----- PASSAGE SHOWN
Egypt, was protected from her enemies by thousands of miles of desert, developed in secure isolation. There was a sense of durability and order in this land of hot sun, and this sense is display in the art of the ancient Egyptians.
The Egyptian nation begins about 5000 years ago when King Menes (also called Narmer) began the first of Egypt’s 31 dynasties (ruling families). King Menes did this by uniting its many small kingdoms under his own powerful rule. This significant event is recorded on his palette, a ceremonial plate used for mixing eye makeup (the Egyptians painted their eyes to protect them from the glare of the sun).
The back of the palette (below) represents the victorious king wearing the tall crown of Upper Egypt. He prepares to kill his fallen enemy, while two other captives sprawl at his feet. To the right of the king, a hawk (who represents the god Horus) perches on a clump of papyrus (symbolizing Lower Egypt), and holds an enemy’s head by a rope. This pictogram is another symbol of Menes’s take-over of Lower Egypt. At the top of the palette, the king’s name is written in hieroglyphics between two images of Hathor, the cow goddess.
On the other side of the palette, the situation is reversed and Menes, now wearing the crown of Lower Egypt, conquers the Upper Kingdom. The Narmer palette thus symbolizes the union of the country, and from this time forward, all pharaohs wore double crowns and called themselves “kings of Upper and Lower Egypt.”
The Palette Of Narmer (left), Egypt, created c 3000 B.C., displays the ancient king Menes about to kill an enemy solider.
----------
AIM: According to the passage on the Narmer palette, what was a palette used for?
----- PROVIDED DATA
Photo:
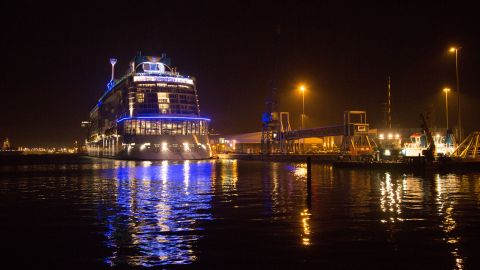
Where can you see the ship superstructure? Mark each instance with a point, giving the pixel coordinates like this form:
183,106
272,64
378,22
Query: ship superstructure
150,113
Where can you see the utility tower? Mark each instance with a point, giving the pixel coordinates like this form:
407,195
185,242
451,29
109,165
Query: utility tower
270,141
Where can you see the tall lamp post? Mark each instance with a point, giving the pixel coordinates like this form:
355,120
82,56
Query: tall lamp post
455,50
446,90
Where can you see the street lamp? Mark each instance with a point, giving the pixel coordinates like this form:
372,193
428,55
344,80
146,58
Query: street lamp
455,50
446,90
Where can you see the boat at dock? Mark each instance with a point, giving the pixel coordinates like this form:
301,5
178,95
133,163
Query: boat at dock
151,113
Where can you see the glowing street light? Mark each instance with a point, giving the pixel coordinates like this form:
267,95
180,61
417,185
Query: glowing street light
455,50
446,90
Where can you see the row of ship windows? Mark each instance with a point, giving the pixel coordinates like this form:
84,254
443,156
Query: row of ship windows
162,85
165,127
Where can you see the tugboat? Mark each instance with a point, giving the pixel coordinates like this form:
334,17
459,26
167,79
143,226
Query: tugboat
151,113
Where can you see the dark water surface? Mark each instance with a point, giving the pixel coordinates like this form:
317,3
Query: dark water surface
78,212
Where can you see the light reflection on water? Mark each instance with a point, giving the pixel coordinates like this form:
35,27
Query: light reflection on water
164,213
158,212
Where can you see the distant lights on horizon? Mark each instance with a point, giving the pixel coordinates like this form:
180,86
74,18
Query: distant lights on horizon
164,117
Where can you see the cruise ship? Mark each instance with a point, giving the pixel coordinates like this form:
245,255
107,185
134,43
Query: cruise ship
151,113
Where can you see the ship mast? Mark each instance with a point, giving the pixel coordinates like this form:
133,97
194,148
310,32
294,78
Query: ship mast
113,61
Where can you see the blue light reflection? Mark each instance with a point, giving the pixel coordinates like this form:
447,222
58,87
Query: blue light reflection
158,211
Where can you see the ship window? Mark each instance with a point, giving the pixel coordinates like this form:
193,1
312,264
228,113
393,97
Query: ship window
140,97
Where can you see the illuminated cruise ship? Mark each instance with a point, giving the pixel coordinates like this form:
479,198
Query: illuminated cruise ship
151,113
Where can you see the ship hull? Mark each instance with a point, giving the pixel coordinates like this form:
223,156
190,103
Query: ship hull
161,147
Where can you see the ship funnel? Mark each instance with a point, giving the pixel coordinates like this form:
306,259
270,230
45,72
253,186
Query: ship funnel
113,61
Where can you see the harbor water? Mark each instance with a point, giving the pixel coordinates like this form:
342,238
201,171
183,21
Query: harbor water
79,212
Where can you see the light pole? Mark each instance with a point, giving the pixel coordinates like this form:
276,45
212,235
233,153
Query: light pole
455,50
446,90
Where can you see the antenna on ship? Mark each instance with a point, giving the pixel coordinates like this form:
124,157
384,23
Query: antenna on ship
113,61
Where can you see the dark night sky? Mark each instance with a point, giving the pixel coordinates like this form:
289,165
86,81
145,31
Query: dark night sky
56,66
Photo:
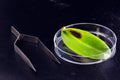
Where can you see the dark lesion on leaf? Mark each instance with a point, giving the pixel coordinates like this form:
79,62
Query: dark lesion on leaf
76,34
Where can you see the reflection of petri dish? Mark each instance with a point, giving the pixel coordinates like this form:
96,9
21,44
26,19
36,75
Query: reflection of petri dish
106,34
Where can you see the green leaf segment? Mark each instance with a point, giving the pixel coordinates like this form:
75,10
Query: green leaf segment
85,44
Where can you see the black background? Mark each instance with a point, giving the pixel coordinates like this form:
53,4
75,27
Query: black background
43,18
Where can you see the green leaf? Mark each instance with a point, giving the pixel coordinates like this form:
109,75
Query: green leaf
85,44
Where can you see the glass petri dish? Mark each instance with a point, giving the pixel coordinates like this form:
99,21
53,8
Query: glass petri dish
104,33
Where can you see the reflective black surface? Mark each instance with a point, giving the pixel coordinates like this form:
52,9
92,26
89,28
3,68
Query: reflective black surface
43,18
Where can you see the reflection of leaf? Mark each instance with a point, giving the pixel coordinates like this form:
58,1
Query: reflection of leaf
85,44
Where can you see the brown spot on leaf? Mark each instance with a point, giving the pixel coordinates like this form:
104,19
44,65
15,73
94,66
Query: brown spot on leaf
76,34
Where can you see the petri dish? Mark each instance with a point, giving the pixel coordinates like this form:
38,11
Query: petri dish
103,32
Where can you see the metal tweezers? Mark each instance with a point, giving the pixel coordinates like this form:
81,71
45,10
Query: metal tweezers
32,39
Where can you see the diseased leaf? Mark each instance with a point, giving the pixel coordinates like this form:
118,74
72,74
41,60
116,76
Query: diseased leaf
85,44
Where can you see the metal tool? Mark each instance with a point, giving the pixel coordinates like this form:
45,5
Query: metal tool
----------
WRITTEN SOLUTION: A palette was a ceremonial plate used for mixing eye makeup.